ОТРЫВОК.
※ ※ ※
Мучением – помимо этого страха, оправданного или вызванного чрезмерной чувствительностью, также было обязательное посещение школ, где приходилось говорить о Народной Польше, о достижениях, которыми мы обязаны – как же иначе! – нашему могущественному соседу («Пример Советского Союза, Дружба Советского Союза, Помощь Советского Союза – это источник наших побед» гласил вывешиваемый на протяжении многих лет лозунг). Чаще всего нас приглашали вместе с группой студентов из соцстран, которых отправляли в наш институт учиться в социалистическом духе. Они должны были заменить старую профессуру и специалистов – они готовились занять высокие должности. Забегая вперед, скажу, что Польский Октябрь[69] помешал им сделать быструю карьеру в Польше, ибо он восстановил кафедры и вернул многих людей, отстраненных в 1949–1956 годах от преподавания. Они появлялись в первых рядах лишь в 1968 году на знаменитой встрече в Зале конгрессов во Дворце культуры и науки в Варшаве, когда Гомулка был освистан и отовсюду кричали: «Герек! Герек!». Тем временем, они вселяли в нас постоянный страх, что нас могут как-то подставить, в том числе во время таких школьных встреч. На одной из них вместе с албанцами, болгарами, еще кем-то были и мы вдвоем в качестве представителей Польской Народной Республики. Я должен был выступать последним. Все, кто говорил передо мной, заканчивали свои выступления, громко и уверенно произнося: «Да здравствует товарищ Сталин!» и добавляя еще какой-нибудь обязательный эпитет. В какой-то момент мне от этого лизоблюдства стало плохо, и я шепнул своей спутнице:
– Я обойдусь без этого!
– Ты с ума сошел? – прошептала она.
Это могло плохо кончиться. И не за такие глупости можно было вылететь из института…
В детских садах и младших классах самым распространенным предложением было: «Спасибо дорогому Сталину за наше счастливое детство!». Нам рассказывали о неприятностях у родителей, чей ребенок во время какого-то собрания оговорился, произнеся: «Спасибо счастливому Сталину за наше дорогое детство!». Мы опасались впрок.
Роман как-то, между прочим, сказал нам, что нам предстоит часть летних каникул провести в трудовом студенческом лагере, и там надо будет проявить себя с лучшей стороны. Мы постоянно встречались, потому что он приходил к Хеле, а Ренэ ко мне. Нам не нужно было скрываться, а им следовало, поскольку за запрещенные отношения их могли отчислить. В отличие от нашего секретаря, который «был вынужден» согласно распоряжению ПОРП выслать за аналогичное «преступление» нашего коллегу в Польшу им помогла однокурсница, комсомолка, которая занимала какую-то важную должность в комсомольской организации. Она заступилась за влюбленных и соответствующим образом обосновала их поведение. В результате они оба закончили педобучение, и когда Роман возвращался в Польшу, Хели была беременна. Они все продумали. Роман безуспешно пытался получить разрешение на ее приезд с ребенком, пока однажды кто-то не сказал нам, что запрет на браки с иностранцами в СССР снят. Мы первые позвонили ему сообщить эту радостную новость. Мы были на вокзале, когда наш счастливый друг встречал жену, на которой женился в Таллине, вместе с сыном. Это был уже 1954 год. Мы общались с ними всю жизнь. А бывшая комсомолка – Аня Попова, жена бригадира из Западной Сибири, позже посетила их в Польше; приезжал и ее сын, мастер спорта. И любовь, и дружба выдержали испытания временем…
В Белостоке у родителей; слева: сестры Ренэ Марыся и Ирена, Виктория и Ренэ; стоят справа: мама Ренэ, сестра Денис (Данка) и ее подруга Н.
※ ※ ※
ЗАДАНИЕ 1.
В каком году, согласно отрывку, друг автора встречал на вокзале жену и сына?
※ ※ ※
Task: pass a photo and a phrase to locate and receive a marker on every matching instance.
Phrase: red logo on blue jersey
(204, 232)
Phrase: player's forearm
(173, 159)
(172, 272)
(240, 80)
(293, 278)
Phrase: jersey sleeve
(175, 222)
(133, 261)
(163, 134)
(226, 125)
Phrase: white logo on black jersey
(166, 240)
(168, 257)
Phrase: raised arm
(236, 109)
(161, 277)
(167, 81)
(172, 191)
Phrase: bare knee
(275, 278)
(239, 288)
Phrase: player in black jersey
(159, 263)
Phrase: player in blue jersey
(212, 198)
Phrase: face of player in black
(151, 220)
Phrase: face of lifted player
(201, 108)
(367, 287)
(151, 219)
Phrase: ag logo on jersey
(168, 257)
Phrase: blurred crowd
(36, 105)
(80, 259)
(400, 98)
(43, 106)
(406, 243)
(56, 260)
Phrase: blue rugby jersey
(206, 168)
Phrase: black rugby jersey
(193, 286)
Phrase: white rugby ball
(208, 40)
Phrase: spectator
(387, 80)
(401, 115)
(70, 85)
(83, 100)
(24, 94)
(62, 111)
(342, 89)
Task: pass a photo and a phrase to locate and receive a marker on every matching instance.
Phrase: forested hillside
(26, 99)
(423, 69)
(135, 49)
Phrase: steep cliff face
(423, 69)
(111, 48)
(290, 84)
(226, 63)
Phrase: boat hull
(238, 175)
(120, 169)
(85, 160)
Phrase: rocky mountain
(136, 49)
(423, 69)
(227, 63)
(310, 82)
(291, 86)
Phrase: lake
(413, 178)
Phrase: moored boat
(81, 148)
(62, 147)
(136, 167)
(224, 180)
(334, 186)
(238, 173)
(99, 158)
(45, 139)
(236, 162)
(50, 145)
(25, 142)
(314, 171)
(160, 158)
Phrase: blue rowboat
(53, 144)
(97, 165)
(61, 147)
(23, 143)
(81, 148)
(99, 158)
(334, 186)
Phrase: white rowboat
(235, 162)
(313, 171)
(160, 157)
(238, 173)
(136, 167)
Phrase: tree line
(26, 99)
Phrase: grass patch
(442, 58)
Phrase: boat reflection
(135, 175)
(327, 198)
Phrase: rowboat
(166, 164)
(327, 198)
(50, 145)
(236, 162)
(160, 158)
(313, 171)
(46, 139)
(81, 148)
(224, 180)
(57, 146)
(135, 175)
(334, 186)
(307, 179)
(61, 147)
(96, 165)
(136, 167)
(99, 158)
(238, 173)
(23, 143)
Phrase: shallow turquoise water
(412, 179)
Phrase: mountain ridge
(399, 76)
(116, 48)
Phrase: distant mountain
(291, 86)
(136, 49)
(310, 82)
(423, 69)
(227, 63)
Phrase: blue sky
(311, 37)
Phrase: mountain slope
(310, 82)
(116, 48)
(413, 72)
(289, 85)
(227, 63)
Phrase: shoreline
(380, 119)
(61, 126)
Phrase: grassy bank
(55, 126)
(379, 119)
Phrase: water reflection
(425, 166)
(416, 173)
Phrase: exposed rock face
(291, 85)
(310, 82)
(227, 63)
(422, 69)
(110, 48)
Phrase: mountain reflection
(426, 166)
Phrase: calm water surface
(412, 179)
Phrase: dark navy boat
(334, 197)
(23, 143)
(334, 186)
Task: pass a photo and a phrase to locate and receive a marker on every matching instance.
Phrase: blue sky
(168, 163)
※ ※ ※
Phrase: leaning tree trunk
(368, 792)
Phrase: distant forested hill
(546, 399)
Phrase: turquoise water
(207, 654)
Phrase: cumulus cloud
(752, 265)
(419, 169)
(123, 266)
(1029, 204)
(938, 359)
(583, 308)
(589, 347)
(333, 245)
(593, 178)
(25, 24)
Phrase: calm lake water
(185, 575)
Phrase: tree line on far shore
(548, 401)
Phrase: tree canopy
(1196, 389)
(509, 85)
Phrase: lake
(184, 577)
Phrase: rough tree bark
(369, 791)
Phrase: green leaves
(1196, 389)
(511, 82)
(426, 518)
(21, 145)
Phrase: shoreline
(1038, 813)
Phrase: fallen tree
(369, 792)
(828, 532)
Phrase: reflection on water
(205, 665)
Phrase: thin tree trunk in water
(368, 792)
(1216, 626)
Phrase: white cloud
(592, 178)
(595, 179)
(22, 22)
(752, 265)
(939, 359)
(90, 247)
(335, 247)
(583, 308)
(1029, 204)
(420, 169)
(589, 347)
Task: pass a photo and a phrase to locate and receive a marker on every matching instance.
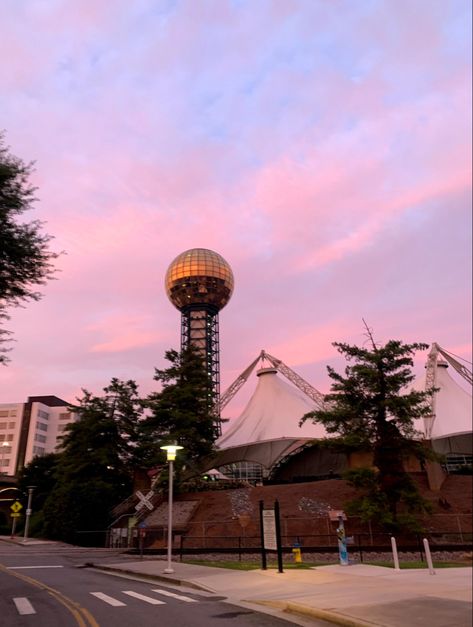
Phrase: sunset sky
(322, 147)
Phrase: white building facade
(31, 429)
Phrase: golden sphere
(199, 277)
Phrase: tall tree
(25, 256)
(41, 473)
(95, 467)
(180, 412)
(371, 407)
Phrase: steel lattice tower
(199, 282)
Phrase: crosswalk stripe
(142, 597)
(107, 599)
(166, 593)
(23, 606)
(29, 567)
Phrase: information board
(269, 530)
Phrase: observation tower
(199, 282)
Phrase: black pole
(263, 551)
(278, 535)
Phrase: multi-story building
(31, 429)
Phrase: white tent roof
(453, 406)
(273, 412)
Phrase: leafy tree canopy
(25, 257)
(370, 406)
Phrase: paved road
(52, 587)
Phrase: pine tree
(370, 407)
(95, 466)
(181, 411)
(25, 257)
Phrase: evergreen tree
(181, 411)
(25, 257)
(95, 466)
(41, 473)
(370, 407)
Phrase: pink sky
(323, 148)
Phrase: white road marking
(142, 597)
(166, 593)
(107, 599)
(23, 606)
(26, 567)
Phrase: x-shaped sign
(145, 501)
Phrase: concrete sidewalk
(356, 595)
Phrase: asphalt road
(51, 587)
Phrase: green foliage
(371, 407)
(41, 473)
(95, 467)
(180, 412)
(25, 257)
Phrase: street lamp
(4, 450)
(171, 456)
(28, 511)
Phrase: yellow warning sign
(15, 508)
※ ※ ※
ЗАДАНИЕ 2.
Верните все строки, где встречается слово «road», с учетом регистра.

ПРАВИЛЬНЫЙ ОТВЕТ 1.
В 1954 году.

ПРАВИЛЬНЫЙ ОТВЕТ 2.
Phrase: paved road
Phrase: white road marking
Phrase: asphalt road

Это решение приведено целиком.